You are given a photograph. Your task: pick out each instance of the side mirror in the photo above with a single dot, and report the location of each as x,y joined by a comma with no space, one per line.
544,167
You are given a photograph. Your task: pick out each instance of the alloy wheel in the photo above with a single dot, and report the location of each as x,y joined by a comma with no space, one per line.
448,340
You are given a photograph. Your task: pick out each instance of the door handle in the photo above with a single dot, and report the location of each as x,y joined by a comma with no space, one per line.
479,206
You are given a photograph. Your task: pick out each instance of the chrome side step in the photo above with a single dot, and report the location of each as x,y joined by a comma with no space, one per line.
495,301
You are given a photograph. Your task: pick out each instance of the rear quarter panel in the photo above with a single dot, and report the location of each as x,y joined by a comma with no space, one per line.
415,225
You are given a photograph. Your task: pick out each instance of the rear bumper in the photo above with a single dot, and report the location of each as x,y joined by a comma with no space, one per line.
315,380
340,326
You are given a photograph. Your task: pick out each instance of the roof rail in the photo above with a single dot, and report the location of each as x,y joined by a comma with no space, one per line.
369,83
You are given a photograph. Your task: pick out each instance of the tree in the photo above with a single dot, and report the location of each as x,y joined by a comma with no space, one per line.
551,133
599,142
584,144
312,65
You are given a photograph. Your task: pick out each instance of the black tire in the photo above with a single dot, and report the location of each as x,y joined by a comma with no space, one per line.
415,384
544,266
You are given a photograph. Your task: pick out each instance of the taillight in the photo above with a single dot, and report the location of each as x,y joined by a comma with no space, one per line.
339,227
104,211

▶ _How to complete this task_: Exactly as they appear above, the records are to be transcribed in full.

▶ _Written response_:
You are given a photograph. Your task: pick out each instance of the side mirror in the photo above with a single dot, and report the location of each as x,y joined by a comma with no space, one per line.
544,167
You are given a photograph. Your task: pick out each instance of the alloy wheel in the photo above with a single dot, and report the location of each as x,y joined by a comma with no space, one per line.
448,340
You are given a photograph. Your task: pick out each instance of the door handle in the photo above with a single dot, and report the location of each as x,y joined by a comma with no space, one per line.
479,206
You are given a photograph. Your task: pick out each instance of the chrome side step in the photo above with a single dot, and report the location of each as x,y joined by a comma with no space, one per line.
495,301
You are given a photograph. Your task: pick out each instance of the rear quarter panel in the photo above with a single dot, and report the location of each as x,y joined by a comma with no space, one per line.
415,225
You are given a photograph. Your task: pick out each instance of the rear bumper in the photo above with a single dot, and report the location of each as x,y joined by a comma with no space, one per line.
315,380
340,326
You are given a photograph. Your task: pick out each instance of the roof rail in the photo above with a single dot, and report the location of each as x,y joined by a comma with no space, one per line.
369,83
You are given a photograph. Your task: pick out each instance of the tree in the photo above with a single dot, and report the location of each as x,y joined by a comma with no space, one per line.
551,133
599,142
584,144
312,65
You are given a photograph. Your task: pick out each instance of the black tire in the photo above with a single dot, and report the location of each as x,y joined by a comma with no space, one per line.
415,384
544,266
You are given a photograph. Your task: pick out each instance of the taillight in the photo above with a single dot, and report the location of each as x,y joined by a comma with no space, one per line.
339,227
104,211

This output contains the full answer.